#### [Available records]
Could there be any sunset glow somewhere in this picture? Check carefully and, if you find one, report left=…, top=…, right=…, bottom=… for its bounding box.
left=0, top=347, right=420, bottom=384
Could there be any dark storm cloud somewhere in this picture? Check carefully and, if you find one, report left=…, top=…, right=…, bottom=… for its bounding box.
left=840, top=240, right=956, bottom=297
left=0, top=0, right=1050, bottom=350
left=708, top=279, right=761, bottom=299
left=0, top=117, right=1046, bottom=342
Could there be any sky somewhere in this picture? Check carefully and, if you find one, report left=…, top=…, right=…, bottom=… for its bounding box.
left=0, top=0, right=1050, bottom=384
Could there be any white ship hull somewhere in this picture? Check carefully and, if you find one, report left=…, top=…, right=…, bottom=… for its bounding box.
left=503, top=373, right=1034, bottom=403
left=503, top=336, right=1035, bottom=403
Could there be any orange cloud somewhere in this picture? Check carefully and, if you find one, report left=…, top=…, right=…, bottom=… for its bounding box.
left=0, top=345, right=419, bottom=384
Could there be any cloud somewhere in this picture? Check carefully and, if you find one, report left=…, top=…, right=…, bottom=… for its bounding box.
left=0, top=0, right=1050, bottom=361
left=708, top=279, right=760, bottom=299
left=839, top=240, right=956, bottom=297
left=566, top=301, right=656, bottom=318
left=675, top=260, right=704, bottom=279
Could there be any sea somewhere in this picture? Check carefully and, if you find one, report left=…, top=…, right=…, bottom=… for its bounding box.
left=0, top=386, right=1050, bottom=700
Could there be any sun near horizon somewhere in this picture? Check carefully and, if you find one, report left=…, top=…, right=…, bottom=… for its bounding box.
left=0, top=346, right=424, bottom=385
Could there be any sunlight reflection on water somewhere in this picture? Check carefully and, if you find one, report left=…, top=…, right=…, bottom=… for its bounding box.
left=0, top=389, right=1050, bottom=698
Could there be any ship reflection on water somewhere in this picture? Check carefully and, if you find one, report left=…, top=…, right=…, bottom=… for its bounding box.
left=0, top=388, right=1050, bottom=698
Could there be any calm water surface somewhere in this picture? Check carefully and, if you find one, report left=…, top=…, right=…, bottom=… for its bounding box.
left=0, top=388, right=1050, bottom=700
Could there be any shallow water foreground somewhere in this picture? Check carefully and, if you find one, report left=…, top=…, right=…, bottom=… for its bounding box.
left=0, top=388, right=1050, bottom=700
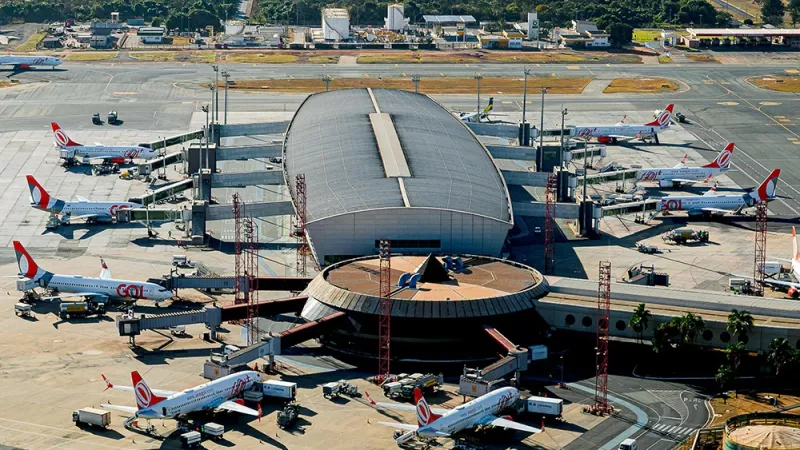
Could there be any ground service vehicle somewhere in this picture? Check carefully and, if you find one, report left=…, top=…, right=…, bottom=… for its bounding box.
left=261, top=380, right=297, bottom=400
left=181, top=431, right=203, bottom=448
left=72, top=408, right=111, bottom=428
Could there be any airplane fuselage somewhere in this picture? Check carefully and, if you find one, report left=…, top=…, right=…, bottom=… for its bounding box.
left=136, top=371, right=261, bottom=419
left=659, top=194, right=755, bottom=215
left=417, top=388, right=519, bottom=436
left=37, top=273, right=172, bottom=302
left=57, top=145, right=158, bottom=163
left=637, top=167, right=727, bottom=181
left=0, top=55, right=61, bottom=69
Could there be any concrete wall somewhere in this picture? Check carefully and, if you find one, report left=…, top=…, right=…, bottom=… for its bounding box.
left=307, top=208, right=510, bottom=265
left=536, top=298, right=800, bottom=351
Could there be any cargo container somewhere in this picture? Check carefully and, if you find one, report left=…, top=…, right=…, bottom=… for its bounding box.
left=72, top=408, right=111, bottom=428
left=261, top=380, right=297, bottom=400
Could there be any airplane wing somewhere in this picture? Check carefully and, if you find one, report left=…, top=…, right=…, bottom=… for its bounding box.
left=732, top=274, right=800, bottom=289
left=39, top=292, right=108, bottom=300
left=217, top=400, right=261, bottom=419
left=378, top=422, right=419, bottom=431
left=100, top=403, right=139, bottom=414
left=100, top=373, right=178, bottom=396
left=364, top=392, right=449, bottom=415
left=479, top=414, right=542, bottom=433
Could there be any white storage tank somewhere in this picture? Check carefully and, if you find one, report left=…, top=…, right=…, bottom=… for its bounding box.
left=322, top=8, right=350, bottom=41
left=384, top=3, right=408, bottom=31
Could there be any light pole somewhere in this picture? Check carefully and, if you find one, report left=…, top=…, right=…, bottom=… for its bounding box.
left=473, top=72, right=483, bottom=122
left=200, top=105, right=211, bottom=169
left=222, top=70, right=231, bottom=125
left=211, top=64, right=219, bottom=123
left=522, top=67, right=531, bottom=145
left=559, top=105, right=567, bottom=169
left=539, top=88, right=547, bottom=154
left=411, top=75, right=419, bottom=94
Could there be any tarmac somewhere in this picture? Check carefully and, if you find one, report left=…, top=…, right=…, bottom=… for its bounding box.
left=0, top=54, right=800, bottom=450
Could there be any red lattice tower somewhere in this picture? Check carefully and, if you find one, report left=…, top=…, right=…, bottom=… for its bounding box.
left=375, top=239, right=392, bottom=384
left=244, top=216, right=261, bottom=346
left=294, top=173, right=308, bottom=277
left=753, top=201, right=764, bottom=297
left=544, top=174, right=557, bottom=275
left=592, top=261, right=613, bottom=414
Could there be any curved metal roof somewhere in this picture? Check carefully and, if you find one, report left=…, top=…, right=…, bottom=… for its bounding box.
left=284, top=89, right=511, bottom=223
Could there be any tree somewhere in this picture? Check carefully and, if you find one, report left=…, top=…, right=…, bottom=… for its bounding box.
left=761, top=0, right=786, bottom=26
left=789, top=0, right=800, bottom=25
left=714, top=364, right=734, bottom=391
left=606, top=22, right=633, bottom=47
left=677, top=313, right=706, bottom=345
left=767, top=338, right=794, bottom=377
left=725, top=309, right=753, bottom=341
left=628, top=303, right=651, bottom=342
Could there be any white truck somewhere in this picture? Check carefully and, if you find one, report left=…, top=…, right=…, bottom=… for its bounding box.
left=518, top=395, right=564, bottom=418
left=72, top=408, right=111, bottom=428
left=261, top=380, right=297, bottom=400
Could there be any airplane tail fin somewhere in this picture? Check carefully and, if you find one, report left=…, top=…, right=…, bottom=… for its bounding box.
left=703, top=142, right=735, bottom=169
left=414, top=388, right=442, bottom=427
left=25, top=175, right=57, bottom=211
left=50, top=122, right=81, bottom=147
left=750, top=169, right=781, bottom=202
left=14, top=241, right=50, bottom=281
left=644, top=103, right=675, bottom=127
left=131, top=370, right=166, bottom=409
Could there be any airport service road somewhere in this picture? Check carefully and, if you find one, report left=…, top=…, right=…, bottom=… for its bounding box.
left=0, top=62, right=800, bottom=217
left=564, top=376, right=708, bottom=450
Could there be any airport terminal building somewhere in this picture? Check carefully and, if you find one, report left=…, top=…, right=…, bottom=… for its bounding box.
left=283, top=89, right=513, bottom=266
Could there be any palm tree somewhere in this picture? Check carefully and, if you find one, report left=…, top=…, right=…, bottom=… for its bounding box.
left=725, top=309, right=753, bottom=341
left=628, top=303, right=651, bottom=342
left=678, top=312, right=706, bottom=345
left=767, top=338, right=794, bottom=377
left=714, top=364, right=734, bottom=391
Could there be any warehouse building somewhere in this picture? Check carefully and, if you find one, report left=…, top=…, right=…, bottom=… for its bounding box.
left=283, top=89, right=513, bottom=265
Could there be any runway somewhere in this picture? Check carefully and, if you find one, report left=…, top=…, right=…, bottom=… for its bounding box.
left=0, top=61, right=800, bottom=218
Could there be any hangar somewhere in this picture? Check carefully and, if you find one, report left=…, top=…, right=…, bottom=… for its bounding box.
left=283, top=89, right=513, bottom=266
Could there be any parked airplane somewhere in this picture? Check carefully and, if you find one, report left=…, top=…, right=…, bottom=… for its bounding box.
left=458, top=97, right=494, bottom=122
left=574, top=103, right=675, bottom=144
left=50, top=122, right=158, bottom=164
left=14, top=241, right=172, bottom=304
left=638, top=142, right=734, bottom=188
left=659, top=169, right=781, bottom=217
left=25, top=175, right=142, bottom=224
left=734, top=227, right=800, bottom=300
left=0, top=55, right=61, bottom=70
left=367, top=387, right=542, bottom=445
left=100, top=370, right=261, bottom=425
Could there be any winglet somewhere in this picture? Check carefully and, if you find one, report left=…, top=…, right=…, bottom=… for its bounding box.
left=50, top=122, right=81, bottom=147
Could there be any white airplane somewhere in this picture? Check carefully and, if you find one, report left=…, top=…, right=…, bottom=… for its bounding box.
left=50, top=122, right=158, bottom=164
left=25, top=175, right=142, bottom=223
left=637, top=142, right=734, bottom=188
left=367, top=387, right=542, bottom=445
left=14, top=241, right=172, bottom=304
left=0, top=55, right=61, bottom=70
left=100, top=370, right=261, bottom=425
left=734, top=227, right=800, bottom=300
left=572, top=103, right=675, bottom=144
left=659, top=169, right=781, bottom=217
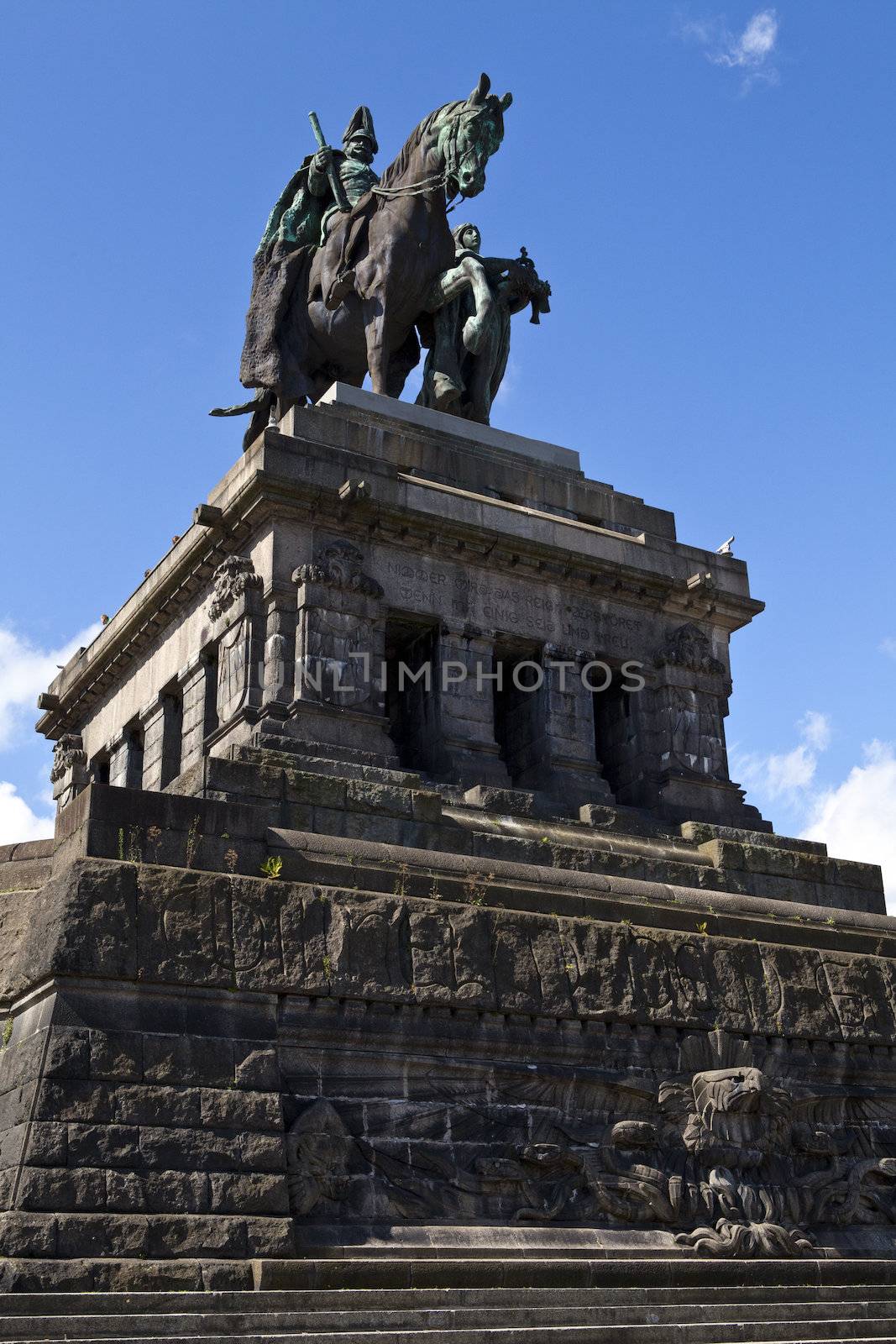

#### [Requirements]
Put the items, from the start of the items through the line that contains "left=0, top=347, right=420, bottom=384", into a two-column CSV with the headers item and answer, one row per item. Place each item's text and its answer each in its own quoted field, with any line breaks replaced by spaces.

#### [Task response]
item,answer
"Could there be any sunset glow somewhere in this picture? Check carefully and, if you find one, report left=…, top=…, right=…, bottom=… for its bounding box.","left=0, top=347, right=420, bottom=384"